» TEXT SEGMENT
/*****************************************************************************/
/* How to use the TreeTagger                                                 */
/*                                                                           */
/* Author: Helmut Schmid, IMS, University of Stuttgart, Germany              */
/*****************************************************************************/


The TreeTagger consists of two programs: the training program creates
a parameter file from a fullform lexicon and a handtagged corpus. The
tagger program reads the parameter file and annotates the text with
part of speech and lemma information. Both programs print information
about their usage when they are called without arguments.


Tagging
-------

Tagging is done with the *tree-tagger* program. 

The first argument is the name of a parameter file which was generated
with the train-tree-tagger program. Parameter files generated on
different platforms or with older versions of train-tree-tagger will
not work.

The second argument is the input file. It must be in one-word-per-line
format, i.e. each line contains one token (word, punctuation character
or parenthesis). Tokens may contain blanks. It is possible to override
the lexical information contained in the parameter file of the tagger
by specifying a list of possible tags after the token. This list has
to be preceded by a tab character and the elements are separated by
tab characters. Pretagging could be used e.g. to ensure that certain
text-specific expressions are tagged correctly. Clitics (like "'s",
"'re", and "'d" in English or "-la" and "-t-elle" in French) have to
be separated if they were separated in the training data. (The French
and English parameter files available by ftp expect separation of
clitics).

Sample input file:
He
moved
to
New York City	NP
.


The third argument is the name of the output file. The output is also
in one-word-per-line format. Depending on the specified options, it
will contain columns with tokens, tags and lemmas. If the third
argument is missing, the output will be printed to standard output. If
the second argument is missing, too, input is read from standard
input.

Options:

-token: Prints the token as well.
-lemma: Prints the lemma as well.
-sgml:  Don't tag SGML annotations, i.e. lines starting with '<' and ending
        with '>'.

» EXERCISE 1
In the TreeTagger guide, rewrite the part that opens with the words containing "The TreeTagger consists" and closes with "the *tree-tagger* program.", changing "handtagged corpus" to "manually annotated corpus".
» EXERCISE 2
According to the TreeTagger guide, what happens when a parameter file generated on a different platform is used?
» EXERCISE 3
Resume the TreeTagger guide from the point where it stops.
The rows that come after the TreeTagger guide are separate material.

» EXTRACTED INFORMATION
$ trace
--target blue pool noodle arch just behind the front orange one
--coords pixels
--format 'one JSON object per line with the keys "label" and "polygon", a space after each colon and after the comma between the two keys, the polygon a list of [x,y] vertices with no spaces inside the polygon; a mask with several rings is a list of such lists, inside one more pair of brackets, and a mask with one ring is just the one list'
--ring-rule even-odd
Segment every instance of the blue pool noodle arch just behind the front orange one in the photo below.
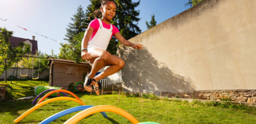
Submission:
{"label": "blue pool noodle arch just behind the front orange one", "polygon": [[[51,117],[48,117],[47,119],[41,121],[39,124],[48,124],[48,123],[51,123],[52,121],[56,120],[59,117],[62,117],[62,116],[65,116],[67,114],[70,114],[70,113],[73,113],[73,112],[77,112],[77,111],[80,111],[80,110],[88,109],[88,108],[91,108],[91,107],[93,107],[93,105],[78,106],[78,107],[66,109],[66,110],[63,110],[61,112],[58,112],[58,113],[54,114]],[[101,112],[101,114],[105,118],[108,117],[105,112]]]}

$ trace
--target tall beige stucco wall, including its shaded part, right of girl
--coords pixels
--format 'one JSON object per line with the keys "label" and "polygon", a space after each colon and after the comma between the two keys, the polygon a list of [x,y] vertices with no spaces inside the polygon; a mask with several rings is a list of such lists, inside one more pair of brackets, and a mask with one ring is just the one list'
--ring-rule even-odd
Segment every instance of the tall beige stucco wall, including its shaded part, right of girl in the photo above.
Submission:
{"label": "tall beige stucco wall, including its shaded part, right of girl", "polygon": [[129,41],[145,49],[119,51],[126,90],[256,89],[256,0],[206,0]]}

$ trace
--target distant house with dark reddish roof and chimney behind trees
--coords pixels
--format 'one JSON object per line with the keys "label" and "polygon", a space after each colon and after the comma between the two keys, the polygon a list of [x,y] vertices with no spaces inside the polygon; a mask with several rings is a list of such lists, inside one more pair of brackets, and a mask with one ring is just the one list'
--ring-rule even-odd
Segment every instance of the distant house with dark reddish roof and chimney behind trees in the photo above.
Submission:
{"label": "distant house with dark reddish roof and chimney behind trees", "polygon": [[38,51],[38,45],[37,45],[37,41],[35,40],[35,36],[32,36],[32,40],[28,38],[25,39],[25,38],[13,36],[9,38],[9,42],[12,45],[12,47],[19,46],[20,43],[29,44],[31,52],[27,54],[30,54],[30,55],[35,55],[36,51]]}

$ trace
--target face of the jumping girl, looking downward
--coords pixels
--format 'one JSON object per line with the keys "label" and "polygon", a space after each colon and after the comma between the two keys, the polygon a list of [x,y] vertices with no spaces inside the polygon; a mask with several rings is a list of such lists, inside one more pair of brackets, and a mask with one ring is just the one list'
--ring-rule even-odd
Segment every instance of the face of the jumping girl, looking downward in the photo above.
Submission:
{"label": "face of the jumping girl, looking downward", "polygon": [[109,22],[116,15],[116,4],[113,1],[107,2],[103,7],[101,7],[102,15]]}

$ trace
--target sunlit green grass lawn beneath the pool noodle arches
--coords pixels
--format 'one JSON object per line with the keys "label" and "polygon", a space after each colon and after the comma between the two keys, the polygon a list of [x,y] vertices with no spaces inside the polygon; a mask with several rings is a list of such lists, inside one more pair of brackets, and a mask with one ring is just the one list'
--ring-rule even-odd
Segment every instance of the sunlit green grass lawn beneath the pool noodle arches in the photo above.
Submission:
{"label": "sunlit green grass lawn beneath the pool noodle arches", "polygon": [[[36,85],[43,84],[47,83],[37,82]],[[22,89],[20,88],[20,90]],[[24,94],[24,92],[21,94]],[[163,99],[161,102],[160,99],[154,98],[153,95],[143,95],[148,99],[143,99],[142,108],[142,102],[139,102],[140,98],[132,95],[120,95],[118,103],[117,94],[103,95],[102,100],[101,95],[76,95],[87,105],[112,105],[124,109],[140,122],[153,121],[161,124],[256,124],[256,109],[244,105],[218,102],[181,102],[168,99]],[[28,96],[31,95],[29,94]],[[0,124],[14,124],[13,121],[17,117],[34,106],[31,104],[32,101],[0,101]],[[57,112],[79,105],[77,102],[66,100],[51,102],[23,118],[20,124],[38,124]],[[60,117],[50,124],[63,124],[76,113],[78,112]],[[78,124],[131,124],[120,115],[106,113],[109,118],[104,118],[100,113],[96,113],[81,120]]]}

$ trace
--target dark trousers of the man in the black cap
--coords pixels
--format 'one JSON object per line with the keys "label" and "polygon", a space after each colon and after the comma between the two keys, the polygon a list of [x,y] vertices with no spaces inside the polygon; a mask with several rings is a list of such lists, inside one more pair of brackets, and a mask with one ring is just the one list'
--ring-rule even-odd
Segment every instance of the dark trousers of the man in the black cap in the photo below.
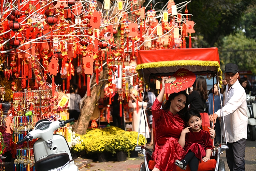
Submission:
{"label": "dark trousers of the man in the black cap", "polygon": [[246,139],[241,139],[234,143],[227,143],[227,145],[226,157],[230,171],[245,171],[244,156]]}

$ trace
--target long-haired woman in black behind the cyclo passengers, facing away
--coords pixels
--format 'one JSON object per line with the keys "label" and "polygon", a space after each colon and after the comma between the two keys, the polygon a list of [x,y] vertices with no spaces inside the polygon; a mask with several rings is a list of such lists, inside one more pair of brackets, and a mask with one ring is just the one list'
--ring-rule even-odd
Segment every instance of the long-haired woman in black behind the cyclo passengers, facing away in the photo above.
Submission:
{"label": "long-haired woman in black behind the cyclo passengers, facing away", "polygon": [[199,76],[196,79],[196,87],[194,90],[188,94],[188,104],[190,104],[190,109],[197,109],[199,113],[205,112],[205,102],[208,99],[208,93],[207,93],[207,83],[204,77]]}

» TASK RESULT 1
The TreeTagger consists of two programs: the training program creates
a parameter file from a fullform lexicon and a manually annotated corpus. The
tagger program reads the parameter file and annotates the text with
part of speech and lemma information. Both programs print information
about their usage when they are called without arguments.


Tagging
-------

Tagging is done with the *tree-tagger* program.

» TASK RESULT 2
It will not work.

» TASK RESULT 3
-threshold <p>: Print all tags with a probability higher than <p> times the
        probability of the best tag.
-prob:  Print tag probabilities (requires option -threshold)
-no-unknown: Print the token rather than <unknown> for unknown lemmas
-no-heuristics: Don't use any heuristics in the lexicon
-quiet: Don't print status messages
-pt-with-lemma: If this option is specified, then each pretagging tag
        (see above) has to be followed by a whitespace and a lemma.
-pt-with-prob: If this option is specified, then each pretagging tag
        (see above) has to be followed by whitespace and a tag probability
        value. If -pt-with-prob and -pt-with-lemma have been specified,
        then each pretagging tag is followed by a probability and a lemma
        in that order.
-eos-tag <tag>: The SGML tag <tag> signals the end of a sentence.
        This option implies the option -sgml

Some more exotic options:
-proto: Print lexical information for each word
  The lexicon type is signalled by one of the characters
  f: The word was found in the full form lexicon.
  c: The word in lowercase was found in the lexicon
  h: The word contains an hyphen and the word following the hyphen was found
     in the full form lexicon; e.g. instead of "table-wine" only "wine" has
     been found.
  s: The word has been looked up in the suffix lexicon
  p: Tags have been assigned by pretagging.
-gramotron: Same as -proto but with a different format
-proto-with-prob: Same as -proto but with lexical tag probabilities
-print-prob-tree: Print the transition probability tree and exit
-eps <epsilon>: Value which is used to replace zero lexical frequencies.
  Zero frequencies occur when a word/tag pair is contained in the lexicon
  but not in the training corpus. The default is 0.1.
-base:  Use only lexical probabilities for tagging. This option is only
  useful to obtain a baseline result to which the actual tagger output is
  compared.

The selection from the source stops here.